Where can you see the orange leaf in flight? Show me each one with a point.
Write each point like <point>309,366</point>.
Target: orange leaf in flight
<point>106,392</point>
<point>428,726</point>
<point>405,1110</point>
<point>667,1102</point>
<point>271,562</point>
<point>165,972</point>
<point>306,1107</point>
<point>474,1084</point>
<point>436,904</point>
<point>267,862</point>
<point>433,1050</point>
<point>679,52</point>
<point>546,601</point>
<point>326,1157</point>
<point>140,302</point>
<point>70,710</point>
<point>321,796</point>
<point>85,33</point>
....
Print all of the lines above again, with nothing changed.

Where can you see the orange leaf in flight? Show me each one with a point.
Write each point like <point>309,366</point>.
Target: orange leaf in flight
<point>106,392</point>
<point>428,726</point>
<point>405,1110</point>
<point>667,1102</point>
<point>271,562</point>
<point>165,972</point>
<point>306,1107</point>
<point>474,1084</point>
<point>436,904</point>
<point>267,862</point>
<point>433,1050</point>
<point>679,52</point>
<point>546,601</point>
<point>326,1157</point>
<point>140,302</point>
<point>70,710</point>
<point>321,796</point>
<point>85,33</point>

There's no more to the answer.